--- begin ---
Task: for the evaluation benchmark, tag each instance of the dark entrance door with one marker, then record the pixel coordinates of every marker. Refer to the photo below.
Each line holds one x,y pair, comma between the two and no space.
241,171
--- end ---
--- begin ---
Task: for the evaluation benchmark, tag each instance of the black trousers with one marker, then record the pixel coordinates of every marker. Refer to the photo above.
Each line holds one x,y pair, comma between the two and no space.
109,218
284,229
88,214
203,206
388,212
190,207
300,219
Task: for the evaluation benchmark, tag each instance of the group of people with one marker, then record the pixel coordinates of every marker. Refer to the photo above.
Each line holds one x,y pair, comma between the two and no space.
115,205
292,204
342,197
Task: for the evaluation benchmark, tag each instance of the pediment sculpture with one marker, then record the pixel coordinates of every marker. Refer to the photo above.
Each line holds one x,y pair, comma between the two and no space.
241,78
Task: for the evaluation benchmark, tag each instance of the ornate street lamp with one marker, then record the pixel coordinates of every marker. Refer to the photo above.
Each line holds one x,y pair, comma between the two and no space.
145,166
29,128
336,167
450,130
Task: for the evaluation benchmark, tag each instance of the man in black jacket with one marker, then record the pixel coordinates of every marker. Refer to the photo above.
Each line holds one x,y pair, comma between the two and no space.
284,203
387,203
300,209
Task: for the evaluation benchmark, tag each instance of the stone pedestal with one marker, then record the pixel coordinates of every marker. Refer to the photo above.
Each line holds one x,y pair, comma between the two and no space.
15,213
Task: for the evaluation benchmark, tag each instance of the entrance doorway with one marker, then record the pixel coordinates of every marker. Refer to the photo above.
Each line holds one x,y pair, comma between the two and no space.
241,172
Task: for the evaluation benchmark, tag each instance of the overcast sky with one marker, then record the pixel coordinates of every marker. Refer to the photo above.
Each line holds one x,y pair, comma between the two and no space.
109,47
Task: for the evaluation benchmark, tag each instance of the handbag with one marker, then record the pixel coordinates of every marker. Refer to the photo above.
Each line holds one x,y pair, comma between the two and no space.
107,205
--- end ---
--- begin ---
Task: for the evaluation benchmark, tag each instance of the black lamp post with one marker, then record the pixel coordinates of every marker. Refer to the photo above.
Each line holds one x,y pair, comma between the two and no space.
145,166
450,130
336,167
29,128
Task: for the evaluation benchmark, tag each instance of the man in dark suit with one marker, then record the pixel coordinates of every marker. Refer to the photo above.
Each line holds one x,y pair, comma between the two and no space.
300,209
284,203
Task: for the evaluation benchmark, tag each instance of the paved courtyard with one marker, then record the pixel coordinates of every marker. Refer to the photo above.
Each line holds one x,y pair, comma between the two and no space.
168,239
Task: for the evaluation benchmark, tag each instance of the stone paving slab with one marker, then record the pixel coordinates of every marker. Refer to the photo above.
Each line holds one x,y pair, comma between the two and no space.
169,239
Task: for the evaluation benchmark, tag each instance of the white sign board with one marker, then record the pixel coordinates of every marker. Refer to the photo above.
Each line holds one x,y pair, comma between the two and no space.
--- end ---
> **TASK TO CARRY OUT**:
Please find each line in the rows above that contains the string "paving" and copy those lines.

> **THE REPLY**:
Task: for the evaluation benchmark, tag each instance of the stone paving slab with one marker, then record the pixel coordinates of every marker. Refer to the photo above.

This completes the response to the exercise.